#### [TASK OBJECTIVE]
Swap "spoon" for "ladle" in the listing below, starting at the line containing "In the picture below, where can the small" and ending at the end of the listing. Return only those lines, with everything else left as it is.
# # #
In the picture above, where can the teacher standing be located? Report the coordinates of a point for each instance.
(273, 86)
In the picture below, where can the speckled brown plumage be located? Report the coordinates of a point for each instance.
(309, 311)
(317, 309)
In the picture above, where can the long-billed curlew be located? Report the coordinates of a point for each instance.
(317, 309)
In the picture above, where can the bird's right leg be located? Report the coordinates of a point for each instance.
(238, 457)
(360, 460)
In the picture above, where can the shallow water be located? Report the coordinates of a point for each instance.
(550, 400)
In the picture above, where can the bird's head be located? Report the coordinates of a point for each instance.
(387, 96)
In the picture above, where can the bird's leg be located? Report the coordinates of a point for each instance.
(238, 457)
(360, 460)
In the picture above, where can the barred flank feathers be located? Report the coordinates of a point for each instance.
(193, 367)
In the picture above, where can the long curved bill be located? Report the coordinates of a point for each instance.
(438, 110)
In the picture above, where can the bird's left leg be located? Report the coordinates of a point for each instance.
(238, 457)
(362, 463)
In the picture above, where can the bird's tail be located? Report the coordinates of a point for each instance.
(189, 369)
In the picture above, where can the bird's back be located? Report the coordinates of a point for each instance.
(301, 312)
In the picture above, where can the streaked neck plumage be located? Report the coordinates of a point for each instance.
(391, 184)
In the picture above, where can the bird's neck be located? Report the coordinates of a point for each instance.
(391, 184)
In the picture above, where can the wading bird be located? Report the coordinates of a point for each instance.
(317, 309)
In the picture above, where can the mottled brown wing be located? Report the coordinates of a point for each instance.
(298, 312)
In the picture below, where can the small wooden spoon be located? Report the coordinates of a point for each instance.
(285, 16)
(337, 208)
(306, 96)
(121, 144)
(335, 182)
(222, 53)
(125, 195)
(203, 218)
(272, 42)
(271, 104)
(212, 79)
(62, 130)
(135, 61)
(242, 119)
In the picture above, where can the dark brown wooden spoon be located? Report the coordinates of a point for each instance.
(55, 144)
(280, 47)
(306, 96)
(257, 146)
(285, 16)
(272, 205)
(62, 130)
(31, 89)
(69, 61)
# # #
#### [RIGHT ANSWER]
In the picture below, where can the small wooden ladle be located? Report the coordinates of a point for each instance.
(285, 16)
(337, 208)
(306, 96)
(121, 144)
(335, 182)
(222, 53)
(125, 195)
(203, 218)
(272, 42)
(271, 104)
(212, 79)
(62, 130)
(135, 61)
(242, 119)
In the picture above, where can the dark brown wooden ladle be located? Report the coordinates of a point for each instance.
(55, 144)
(280, 47)
(306, 96)
(257, 146)
(285, 16)
(272, 205)
(62, 130)
(31, 89)
(69, 61)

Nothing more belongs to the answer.